(Labeled shape rows)

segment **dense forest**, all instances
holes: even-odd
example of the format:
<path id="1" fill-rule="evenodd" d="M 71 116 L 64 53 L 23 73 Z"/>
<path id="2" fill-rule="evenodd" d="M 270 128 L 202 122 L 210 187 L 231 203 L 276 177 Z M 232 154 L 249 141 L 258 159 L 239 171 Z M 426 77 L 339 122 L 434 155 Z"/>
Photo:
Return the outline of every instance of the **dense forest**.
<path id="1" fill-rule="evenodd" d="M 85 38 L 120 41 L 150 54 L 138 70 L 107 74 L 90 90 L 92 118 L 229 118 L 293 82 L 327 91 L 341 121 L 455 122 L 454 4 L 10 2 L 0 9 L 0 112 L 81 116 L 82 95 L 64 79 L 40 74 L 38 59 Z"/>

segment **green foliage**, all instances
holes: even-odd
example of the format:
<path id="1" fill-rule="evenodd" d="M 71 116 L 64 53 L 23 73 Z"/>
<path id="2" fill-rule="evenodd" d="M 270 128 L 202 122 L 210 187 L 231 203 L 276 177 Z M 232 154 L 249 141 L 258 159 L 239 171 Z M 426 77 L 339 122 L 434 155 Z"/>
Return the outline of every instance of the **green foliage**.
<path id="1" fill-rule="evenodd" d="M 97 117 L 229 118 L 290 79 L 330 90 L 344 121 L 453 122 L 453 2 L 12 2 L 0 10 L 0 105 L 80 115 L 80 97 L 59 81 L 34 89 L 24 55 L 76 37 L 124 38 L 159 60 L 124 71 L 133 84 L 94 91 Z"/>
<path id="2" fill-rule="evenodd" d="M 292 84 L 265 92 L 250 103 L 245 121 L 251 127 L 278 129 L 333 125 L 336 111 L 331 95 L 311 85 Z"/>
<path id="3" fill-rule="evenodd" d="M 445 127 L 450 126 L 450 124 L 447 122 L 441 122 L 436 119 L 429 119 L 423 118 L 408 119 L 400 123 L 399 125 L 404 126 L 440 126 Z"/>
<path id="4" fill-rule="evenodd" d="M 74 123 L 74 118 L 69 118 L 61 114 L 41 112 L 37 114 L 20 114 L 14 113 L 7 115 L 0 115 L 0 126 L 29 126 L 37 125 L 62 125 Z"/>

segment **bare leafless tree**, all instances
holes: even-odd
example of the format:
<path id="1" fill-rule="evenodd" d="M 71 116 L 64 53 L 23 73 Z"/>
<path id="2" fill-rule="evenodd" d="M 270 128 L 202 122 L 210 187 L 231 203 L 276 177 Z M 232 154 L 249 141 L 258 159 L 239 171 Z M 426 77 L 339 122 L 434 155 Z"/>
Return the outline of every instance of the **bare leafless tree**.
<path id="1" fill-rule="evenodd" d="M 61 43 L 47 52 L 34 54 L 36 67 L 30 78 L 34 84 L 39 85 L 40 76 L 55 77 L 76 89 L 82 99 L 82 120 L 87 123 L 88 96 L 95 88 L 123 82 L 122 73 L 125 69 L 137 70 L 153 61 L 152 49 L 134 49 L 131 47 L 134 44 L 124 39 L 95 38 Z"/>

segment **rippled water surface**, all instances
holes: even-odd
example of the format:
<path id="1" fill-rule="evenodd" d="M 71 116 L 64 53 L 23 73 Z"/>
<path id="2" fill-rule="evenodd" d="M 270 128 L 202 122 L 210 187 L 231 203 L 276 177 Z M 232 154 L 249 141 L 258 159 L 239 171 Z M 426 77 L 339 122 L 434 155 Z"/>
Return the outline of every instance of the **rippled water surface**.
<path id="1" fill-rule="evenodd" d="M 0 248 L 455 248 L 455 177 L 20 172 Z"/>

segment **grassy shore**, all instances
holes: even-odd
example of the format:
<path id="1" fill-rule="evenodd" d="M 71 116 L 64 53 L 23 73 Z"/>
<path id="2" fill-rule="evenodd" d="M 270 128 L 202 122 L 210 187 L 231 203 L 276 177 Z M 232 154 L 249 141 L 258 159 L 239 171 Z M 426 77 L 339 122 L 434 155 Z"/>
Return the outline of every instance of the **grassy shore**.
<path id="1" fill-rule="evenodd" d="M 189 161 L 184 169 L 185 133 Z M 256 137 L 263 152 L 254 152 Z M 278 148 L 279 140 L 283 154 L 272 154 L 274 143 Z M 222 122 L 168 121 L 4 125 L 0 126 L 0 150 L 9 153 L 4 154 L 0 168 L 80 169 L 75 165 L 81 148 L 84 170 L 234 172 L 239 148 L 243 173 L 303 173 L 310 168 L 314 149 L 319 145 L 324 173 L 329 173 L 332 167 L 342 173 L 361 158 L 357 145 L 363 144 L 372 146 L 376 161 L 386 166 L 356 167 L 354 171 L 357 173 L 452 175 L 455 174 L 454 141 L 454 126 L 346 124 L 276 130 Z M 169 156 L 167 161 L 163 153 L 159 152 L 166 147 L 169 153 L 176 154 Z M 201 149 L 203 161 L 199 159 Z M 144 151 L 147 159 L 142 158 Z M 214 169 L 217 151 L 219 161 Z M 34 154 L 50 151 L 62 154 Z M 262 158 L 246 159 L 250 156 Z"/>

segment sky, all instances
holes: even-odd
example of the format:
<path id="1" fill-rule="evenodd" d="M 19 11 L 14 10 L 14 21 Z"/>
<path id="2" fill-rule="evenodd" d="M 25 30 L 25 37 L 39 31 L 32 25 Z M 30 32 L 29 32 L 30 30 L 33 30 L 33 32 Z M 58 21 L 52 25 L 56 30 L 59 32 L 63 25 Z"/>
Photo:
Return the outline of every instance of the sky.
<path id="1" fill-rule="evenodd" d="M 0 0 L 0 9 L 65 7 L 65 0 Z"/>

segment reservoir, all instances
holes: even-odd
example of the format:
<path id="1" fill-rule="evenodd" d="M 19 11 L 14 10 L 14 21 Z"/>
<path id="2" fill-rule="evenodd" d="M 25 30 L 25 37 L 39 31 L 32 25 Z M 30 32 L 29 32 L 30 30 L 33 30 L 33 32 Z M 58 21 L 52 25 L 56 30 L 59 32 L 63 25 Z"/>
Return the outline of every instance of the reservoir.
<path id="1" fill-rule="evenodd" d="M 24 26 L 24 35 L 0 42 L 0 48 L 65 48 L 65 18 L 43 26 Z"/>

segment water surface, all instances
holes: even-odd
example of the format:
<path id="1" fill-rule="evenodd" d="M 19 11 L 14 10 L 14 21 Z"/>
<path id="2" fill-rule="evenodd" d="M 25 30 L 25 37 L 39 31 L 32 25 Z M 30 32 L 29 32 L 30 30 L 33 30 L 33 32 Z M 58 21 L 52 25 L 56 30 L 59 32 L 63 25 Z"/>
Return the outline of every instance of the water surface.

• [Task] Reproduce, without changes, the part of the rows that opens with the line containing "segment **green foliage**, all instances" and closes with the line containing "Return the outline of every instance of the **green", both included.

• [Answer for this exercise]
segment **green foliage**, all instances
holes: even-odd
example of the format:
<path id="1" fill-rule="evenodd" d="M 71 116 L 64 53 L 23 73 Z"/>
<path id="2" fill-rule="evenodd" d="M 270 128 L 202 122 L 210 187 L 231 203 L 276 177 Z M 232 154 L 249 141 L 258 159 L 239 171 Z M 426 77 L 339 122 L 434 155 Z"/>
Return the outline of every instance of the **green foliage**.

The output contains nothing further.